• To do
Take the line that contains "the car tire" and all lines after it, up to and including the last line of the data, and write them out exactly; nothing else belongs in the answer.

Rows from a pointing dataset
##############################

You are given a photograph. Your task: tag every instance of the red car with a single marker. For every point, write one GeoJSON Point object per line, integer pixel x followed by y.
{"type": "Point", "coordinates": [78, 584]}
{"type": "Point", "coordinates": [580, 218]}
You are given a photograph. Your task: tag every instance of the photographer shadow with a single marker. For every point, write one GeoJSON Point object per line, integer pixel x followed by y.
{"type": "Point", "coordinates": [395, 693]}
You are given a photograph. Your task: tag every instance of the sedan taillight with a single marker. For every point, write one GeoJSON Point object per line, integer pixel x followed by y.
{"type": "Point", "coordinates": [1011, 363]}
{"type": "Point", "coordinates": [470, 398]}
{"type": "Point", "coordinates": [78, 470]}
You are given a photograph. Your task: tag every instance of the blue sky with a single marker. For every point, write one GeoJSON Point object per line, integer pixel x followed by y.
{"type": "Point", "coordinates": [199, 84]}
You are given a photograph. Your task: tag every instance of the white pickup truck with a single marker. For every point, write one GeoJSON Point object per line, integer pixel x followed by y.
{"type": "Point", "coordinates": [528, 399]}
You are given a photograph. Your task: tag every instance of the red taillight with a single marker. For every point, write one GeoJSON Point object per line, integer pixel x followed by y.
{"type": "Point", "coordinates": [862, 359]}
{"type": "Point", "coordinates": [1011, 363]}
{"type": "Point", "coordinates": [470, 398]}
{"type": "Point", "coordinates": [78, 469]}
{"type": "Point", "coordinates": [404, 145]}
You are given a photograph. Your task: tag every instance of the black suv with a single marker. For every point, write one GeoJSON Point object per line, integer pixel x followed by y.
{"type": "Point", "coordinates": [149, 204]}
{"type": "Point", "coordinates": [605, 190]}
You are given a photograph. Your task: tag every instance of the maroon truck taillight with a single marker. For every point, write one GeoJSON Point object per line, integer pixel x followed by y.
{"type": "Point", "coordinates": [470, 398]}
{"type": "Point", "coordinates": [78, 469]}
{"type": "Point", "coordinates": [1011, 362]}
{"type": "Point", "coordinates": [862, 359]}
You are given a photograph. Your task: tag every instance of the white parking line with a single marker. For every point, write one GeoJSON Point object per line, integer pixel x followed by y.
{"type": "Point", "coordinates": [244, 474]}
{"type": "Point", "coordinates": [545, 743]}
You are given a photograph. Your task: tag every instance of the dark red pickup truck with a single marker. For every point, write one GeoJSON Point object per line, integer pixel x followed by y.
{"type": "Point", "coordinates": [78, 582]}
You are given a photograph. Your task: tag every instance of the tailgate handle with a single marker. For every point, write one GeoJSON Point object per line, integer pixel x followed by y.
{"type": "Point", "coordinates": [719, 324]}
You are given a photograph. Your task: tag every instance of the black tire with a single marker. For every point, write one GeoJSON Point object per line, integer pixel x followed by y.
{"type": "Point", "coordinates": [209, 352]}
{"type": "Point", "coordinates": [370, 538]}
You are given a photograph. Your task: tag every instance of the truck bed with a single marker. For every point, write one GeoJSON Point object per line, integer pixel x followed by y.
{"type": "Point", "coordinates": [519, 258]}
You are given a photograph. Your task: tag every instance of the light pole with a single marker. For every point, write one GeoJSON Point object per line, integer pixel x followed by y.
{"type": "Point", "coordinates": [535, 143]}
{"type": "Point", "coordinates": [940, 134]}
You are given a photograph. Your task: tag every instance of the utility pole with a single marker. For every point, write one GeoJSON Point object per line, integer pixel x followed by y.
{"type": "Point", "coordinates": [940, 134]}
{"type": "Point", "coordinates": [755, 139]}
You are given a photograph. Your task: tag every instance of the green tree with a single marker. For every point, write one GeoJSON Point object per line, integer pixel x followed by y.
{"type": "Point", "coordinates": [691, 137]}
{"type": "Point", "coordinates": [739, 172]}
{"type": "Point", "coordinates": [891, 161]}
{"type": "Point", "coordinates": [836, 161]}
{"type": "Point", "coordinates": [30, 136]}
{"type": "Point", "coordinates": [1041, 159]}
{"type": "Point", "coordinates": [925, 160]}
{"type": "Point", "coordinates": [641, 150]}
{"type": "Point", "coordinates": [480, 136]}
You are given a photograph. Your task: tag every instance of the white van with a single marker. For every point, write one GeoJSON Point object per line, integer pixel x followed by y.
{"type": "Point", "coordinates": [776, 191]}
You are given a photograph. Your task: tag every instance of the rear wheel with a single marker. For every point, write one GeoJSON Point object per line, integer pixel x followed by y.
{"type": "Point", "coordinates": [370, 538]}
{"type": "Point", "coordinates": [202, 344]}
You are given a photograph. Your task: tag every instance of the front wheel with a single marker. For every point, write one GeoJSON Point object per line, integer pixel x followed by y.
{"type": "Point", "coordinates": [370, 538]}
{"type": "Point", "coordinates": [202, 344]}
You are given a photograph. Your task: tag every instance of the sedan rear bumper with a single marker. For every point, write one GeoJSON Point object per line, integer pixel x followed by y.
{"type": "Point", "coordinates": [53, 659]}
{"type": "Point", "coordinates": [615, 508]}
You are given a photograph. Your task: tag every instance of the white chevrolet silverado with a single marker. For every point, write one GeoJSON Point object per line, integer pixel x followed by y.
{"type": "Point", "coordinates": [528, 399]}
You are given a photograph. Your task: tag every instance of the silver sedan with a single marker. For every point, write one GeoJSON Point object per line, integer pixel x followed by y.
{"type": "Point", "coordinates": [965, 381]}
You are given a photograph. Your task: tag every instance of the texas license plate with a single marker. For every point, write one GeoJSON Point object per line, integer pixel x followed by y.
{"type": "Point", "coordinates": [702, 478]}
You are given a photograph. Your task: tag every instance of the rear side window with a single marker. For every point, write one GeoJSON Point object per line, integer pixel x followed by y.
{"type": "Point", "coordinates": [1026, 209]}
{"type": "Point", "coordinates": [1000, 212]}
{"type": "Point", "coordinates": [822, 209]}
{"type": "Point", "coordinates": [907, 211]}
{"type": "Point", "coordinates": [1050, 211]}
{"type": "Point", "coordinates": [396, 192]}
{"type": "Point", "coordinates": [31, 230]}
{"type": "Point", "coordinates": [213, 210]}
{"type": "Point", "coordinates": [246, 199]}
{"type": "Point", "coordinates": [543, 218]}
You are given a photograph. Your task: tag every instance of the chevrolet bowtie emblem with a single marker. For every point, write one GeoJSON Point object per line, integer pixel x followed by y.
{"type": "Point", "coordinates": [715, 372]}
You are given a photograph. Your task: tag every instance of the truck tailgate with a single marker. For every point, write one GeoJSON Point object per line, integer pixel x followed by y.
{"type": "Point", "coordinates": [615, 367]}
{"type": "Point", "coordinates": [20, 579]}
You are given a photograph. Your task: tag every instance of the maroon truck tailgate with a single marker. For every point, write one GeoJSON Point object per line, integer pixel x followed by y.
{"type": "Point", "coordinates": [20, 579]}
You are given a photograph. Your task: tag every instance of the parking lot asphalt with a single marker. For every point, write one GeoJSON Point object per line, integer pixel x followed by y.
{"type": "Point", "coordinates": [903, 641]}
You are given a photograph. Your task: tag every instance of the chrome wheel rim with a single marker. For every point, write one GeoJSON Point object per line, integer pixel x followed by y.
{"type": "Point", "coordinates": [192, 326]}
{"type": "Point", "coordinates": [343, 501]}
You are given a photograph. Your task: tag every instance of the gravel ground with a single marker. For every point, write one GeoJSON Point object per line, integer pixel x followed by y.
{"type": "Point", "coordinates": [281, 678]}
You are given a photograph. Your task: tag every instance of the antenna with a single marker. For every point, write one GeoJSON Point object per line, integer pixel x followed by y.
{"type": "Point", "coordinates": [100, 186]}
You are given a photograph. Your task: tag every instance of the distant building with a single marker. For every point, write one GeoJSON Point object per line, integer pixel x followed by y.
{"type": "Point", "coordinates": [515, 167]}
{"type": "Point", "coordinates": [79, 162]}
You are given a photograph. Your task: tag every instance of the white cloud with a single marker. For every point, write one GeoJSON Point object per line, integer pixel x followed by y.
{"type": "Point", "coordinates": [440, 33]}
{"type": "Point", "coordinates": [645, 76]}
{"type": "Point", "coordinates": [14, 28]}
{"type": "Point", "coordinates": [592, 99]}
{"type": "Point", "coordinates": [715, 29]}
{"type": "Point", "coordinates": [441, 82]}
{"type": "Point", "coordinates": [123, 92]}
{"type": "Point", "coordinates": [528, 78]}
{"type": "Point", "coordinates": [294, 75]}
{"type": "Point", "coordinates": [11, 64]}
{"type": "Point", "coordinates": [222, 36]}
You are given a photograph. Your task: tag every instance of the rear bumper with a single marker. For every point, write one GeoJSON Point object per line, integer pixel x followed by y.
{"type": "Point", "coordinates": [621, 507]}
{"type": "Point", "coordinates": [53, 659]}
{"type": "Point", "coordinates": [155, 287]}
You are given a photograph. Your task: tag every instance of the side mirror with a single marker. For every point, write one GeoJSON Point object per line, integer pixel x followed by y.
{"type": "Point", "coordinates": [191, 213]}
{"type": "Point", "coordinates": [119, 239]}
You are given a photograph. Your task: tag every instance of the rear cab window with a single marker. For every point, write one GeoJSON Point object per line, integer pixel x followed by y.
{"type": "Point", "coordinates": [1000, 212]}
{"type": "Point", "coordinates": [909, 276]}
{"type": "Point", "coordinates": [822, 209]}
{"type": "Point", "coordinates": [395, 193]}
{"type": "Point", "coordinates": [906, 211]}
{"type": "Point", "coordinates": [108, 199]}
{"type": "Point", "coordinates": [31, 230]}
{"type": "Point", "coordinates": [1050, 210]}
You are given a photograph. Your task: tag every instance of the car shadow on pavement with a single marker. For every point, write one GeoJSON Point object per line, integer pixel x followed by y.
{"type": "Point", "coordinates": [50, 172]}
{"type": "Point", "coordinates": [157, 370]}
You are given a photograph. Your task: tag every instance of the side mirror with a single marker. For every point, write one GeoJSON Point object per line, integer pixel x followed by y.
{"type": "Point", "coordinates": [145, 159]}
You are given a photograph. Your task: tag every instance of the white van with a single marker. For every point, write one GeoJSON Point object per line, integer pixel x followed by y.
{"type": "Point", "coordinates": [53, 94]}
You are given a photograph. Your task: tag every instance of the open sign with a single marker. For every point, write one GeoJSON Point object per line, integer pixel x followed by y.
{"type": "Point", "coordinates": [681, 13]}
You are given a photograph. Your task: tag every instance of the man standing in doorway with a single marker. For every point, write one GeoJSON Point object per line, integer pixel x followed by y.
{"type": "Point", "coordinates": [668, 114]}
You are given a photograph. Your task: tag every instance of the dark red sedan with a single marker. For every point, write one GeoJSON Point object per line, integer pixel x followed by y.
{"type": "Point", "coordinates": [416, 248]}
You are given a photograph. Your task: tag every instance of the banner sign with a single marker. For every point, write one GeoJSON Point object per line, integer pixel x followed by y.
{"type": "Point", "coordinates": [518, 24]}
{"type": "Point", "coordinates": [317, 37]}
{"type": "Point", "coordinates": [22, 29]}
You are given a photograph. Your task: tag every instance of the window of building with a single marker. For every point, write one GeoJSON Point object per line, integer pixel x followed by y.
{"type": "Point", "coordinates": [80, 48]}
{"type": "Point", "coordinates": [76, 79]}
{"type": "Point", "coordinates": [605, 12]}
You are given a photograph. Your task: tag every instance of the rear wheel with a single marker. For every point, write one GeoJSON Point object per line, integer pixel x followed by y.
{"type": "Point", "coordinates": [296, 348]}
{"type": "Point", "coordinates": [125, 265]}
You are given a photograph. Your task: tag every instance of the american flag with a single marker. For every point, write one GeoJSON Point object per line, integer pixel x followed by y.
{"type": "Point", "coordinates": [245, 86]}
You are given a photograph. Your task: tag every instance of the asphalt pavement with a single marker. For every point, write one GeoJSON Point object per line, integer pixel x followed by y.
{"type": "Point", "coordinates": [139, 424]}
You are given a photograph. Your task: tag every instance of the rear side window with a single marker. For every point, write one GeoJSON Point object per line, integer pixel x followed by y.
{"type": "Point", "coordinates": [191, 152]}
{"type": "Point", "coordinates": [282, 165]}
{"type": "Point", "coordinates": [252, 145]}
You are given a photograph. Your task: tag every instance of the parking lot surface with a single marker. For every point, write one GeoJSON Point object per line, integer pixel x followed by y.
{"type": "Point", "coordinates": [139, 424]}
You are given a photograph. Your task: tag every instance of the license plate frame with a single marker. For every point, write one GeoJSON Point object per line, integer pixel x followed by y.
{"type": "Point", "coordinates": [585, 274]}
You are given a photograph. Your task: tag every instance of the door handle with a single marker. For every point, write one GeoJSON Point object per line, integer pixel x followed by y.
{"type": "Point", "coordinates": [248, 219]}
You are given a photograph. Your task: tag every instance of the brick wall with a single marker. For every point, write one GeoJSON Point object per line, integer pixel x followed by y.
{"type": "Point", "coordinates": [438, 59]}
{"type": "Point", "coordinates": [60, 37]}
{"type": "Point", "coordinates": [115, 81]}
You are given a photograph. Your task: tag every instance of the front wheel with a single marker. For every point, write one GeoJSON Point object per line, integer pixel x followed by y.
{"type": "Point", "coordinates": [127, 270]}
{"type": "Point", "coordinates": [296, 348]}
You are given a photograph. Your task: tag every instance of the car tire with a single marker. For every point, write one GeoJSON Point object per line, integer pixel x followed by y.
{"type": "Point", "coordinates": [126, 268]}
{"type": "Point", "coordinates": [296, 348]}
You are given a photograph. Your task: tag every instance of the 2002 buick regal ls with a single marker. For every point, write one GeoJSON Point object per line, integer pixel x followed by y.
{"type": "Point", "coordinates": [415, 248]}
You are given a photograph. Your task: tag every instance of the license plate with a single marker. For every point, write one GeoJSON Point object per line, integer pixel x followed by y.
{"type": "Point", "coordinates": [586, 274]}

##############################

• Correct answer
You are given a photograph. Your task: tag every instance of the car tire with a single marker. For every point, write one GeoJSON Point object per line, integer pixel x followed by y.
{"type": "Point", "coordinates": [126, 268]}
{"type": "Point", "coordinates": [296, 348]}
You are given a photograph. Your task: tag every instance of the 2002 buick regal ls with a single marker. For every point, write one GeoJSON Point object per line, integer pixel x followed by y.
{"type": "Point", "coordinates": [415, 248]}
You are given a photograph. Your task: tag every instance of the license plate with a single marker. For every point, write one GeoJSON Point object per line, integer pixel x followed by y.
{"type": "Point", "coordinates": [586, 274]}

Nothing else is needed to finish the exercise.